▶ WORK TASK 1: Reproduce the passage on equality of opportunity from "Progressives and modern" to "of these objections.".
▶ WORK TASK 2: Carry on the passage about equality of opportunity, starting right after its final sentence.

▶ EXTRACT:
In America this view of equality is enshrined in the Declaration of Independence (“all men are created equal and are endowed by their creator with certain inalienable rights”) and the Constitution (“imposts and excises shall be uniform throughout the United States” and “equal protection of the laws”). Much of America’s first century as a nation was devoted to ending slavery, extending voting rights, and securing property and inheritance rights for women—fulfilling the Founders’ goal of equal opportunity for all citizens.
Progressives and modern critics of equality of opportunity have launched two significant criticisms against the Founders’ view. First, that equality of opportunity is impossible to achieve. Second, to the extent that equality of opportunity has been tried, it has resulted in a gigantic inequality of outcomes. Equality of outcome, in the Progressive view, is desirable and can only be achieved by massive government intervention. Let’s study both of these objections.
To some extent, of course, the Progressives have a valid point—equality of opportunity is, at an individual level (as opposed to an institutional level) hard to achieve. We are all born with different family advantages (or disadvantages), with different abilities, and in different neighborhoods with varying levels of opportunity. As socialist playwright George Bernard Shaw said on the subject, “Give your son a fountain pen and a ream of paper and tell him that he now has an equal opportunity with me of writing plays and see what he says to you.”

▶ SUPPLIED INFORMATION:
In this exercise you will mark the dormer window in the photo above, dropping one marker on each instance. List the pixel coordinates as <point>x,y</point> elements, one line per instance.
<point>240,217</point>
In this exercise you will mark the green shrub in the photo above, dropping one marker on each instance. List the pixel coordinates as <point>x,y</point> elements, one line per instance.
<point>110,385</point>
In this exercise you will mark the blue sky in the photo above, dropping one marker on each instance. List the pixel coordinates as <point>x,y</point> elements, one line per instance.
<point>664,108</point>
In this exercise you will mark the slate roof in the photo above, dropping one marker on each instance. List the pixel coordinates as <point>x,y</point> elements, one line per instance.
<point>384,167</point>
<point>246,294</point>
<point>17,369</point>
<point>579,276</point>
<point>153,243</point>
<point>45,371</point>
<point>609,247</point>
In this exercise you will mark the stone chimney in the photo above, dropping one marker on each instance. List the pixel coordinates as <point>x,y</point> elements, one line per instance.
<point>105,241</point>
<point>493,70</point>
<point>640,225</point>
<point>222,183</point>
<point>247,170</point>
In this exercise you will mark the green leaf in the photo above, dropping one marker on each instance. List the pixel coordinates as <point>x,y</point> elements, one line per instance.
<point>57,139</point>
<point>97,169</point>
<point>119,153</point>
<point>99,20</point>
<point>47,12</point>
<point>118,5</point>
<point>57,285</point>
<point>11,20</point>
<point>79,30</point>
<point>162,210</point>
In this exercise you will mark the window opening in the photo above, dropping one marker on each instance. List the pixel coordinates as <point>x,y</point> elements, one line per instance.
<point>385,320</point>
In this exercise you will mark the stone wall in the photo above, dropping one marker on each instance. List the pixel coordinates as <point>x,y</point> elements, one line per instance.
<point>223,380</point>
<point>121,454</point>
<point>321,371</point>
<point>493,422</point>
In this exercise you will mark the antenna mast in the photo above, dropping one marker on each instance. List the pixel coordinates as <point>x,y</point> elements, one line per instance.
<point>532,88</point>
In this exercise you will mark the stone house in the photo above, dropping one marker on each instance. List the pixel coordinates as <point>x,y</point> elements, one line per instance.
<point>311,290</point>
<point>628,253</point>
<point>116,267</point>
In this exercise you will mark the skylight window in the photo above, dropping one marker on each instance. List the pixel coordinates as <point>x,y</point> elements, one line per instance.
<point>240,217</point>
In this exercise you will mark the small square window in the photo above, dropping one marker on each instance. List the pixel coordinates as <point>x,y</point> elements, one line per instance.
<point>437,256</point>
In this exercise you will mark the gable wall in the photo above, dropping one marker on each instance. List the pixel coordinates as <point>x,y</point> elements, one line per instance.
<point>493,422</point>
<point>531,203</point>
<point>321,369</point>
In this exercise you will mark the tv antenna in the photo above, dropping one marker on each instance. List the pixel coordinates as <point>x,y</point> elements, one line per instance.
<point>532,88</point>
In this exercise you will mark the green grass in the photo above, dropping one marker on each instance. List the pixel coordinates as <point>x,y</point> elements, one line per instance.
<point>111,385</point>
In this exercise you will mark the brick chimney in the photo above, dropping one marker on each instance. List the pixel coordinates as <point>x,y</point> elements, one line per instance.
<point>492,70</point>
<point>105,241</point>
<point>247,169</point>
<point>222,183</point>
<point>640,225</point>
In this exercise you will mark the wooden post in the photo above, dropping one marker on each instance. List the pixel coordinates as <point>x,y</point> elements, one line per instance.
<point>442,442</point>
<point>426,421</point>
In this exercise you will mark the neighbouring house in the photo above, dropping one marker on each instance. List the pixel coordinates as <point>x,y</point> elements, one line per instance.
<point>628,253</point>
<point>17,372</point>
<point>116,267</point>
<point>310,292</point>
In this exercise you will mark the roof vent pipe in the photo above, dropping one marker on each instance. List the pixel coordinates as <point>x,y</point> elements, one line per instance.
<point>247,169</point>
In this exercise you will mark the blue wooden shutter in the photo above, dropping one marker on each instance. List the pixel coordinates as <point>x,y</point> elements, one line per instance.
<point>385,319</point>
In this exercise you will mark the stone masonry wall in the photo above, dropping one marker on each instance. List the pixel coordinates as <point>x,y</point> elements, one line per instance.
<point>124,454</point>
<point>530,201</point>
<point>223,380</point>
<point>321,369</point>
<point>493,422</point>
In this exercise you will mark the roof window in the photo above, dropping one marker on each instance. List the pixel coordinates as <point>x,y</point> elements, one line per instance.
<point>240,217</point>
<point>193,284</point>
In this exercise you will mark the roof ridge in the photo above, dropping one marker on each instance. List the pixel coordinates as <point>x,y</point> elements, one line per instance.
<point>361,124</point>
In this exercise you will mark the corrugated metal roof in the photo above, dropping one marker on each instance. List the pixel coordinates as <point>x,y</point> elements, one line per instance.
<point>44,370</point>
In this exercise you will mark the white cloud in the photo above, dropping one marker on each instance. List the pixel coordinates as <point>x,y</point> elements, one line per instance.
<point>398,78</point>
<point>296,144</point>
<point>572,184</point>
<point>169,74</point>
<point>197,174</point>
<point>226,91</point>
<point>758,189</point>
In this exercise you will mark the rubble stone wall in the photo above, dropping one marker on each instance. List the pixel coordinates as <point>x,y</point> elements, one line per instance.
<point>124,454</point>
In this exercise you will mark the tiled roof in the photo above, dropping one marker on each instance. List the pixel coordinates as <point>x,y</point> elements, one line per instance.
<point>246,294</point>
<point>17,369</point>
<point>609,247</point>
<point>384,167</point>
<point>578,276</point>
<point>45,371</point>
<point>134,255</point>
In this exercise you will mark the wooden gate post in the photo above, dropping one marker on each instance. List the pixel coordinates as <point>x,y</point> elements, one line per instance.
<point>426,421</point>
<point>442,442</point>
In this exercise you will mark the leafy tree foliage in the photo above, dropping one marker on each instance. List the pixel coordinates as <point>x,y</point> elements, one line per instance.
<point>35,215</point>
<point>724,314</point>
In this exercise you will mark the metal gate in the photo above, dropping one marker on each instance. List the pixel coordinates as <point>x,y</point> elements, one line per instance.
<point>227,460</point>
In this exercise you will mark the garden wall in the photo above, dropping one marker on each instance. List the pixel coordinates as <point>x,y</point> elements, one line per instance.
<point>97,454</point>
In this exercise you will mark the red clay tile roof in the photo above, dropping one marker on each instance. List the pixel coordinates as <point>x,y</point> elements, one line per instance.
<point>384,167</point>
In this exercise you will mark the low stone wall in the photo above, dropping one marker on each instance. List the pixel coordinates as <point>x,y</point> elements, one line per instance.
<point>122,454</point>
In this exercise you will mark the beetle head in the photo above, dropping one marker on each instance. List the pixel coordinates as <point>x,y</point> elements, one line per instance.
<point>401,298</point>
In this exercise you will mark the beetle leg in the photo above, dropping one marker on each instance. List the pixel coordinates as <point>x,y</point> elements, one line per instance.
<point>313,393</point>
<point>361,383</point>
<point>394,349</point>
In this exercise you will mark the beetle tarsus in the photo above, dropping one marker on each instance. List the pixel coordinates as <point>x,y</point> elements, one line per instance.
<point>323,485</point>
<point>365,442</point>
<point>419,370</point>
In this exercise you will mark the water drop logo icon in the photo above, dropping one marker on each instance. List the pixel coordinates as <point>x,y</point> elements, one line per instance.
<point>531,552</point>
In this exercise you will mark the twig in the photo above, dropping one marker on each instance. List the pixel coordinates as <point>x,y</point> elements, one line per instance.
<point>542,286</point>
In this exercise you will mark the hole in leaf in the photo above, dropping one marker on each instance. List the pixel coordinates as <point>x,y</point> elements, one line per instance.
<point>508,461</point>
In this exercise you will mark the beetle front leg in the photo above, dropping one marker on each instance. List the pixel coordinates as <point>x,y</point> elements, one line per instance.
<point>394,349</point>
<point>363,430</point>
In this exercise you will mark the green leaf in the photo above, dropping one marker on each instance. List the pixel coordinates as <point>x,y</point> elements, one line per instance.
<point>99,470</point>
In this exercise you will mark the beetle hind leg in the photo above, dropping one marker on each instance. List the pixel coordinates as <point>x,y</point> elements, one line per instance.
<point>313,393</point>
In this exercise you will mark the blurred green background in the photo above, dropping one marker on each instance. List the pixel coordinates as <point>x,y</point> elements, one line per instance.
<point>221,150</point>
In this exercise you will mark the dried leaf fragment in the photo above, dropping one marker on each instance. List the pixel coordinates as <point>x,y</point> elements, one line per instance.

▶ TASK RESPONSE 1:
Progressives and modern critics of equality of opportunity have launched two significant criticisms against the Founders’ view. First, that equality of opportunity is impossible to achieve. Second, to the extent that equality of opportunity has been tried, it has resulted in a gigantic inequality of outcomes. Equality of outcome, in the Progressive view, is desirable and can only be achieved by massive government intervention. Let’s study both of these objections.

▶ TASK RESPONSE 2:
What the Progressives miss is that their cure is worse than the illness. Any attempt to correct imbalances in family, ability, and neighborhood will produce other inequalities that may be worse than the original ones. Thomas Sowell writes, “[A]ttempts to equalize economic results lead to greater—and more dangerous—inequality in political power.” Or, as Milton Friedman concluded, “A society that puts equality—in the sense of equality of outcome—ahead of freedom will end up with neither equality nor freedom. The use of force to achieve equality will destroy freedom, and the force, introduced for good purposes, will end up in the hands of people who use it to promote their own interests.”
Failure During the New Deal
Sowell’s and Friedman’s point is illuminated by the failed efforts of the federal government to reduce inequalities during the New Deal. In the early 1930s the United States had massive unemployment (sometimes over 20 percent). In 1932 President Herbert Hoover supported the nation’s first relief program: $300 million was distributed to states. This was not a transfer from richer states to poorer states but a political grab by most state governors to secure all they could. Illinois played this game well and secured over $55 million, more than New York, California, and Texas combined.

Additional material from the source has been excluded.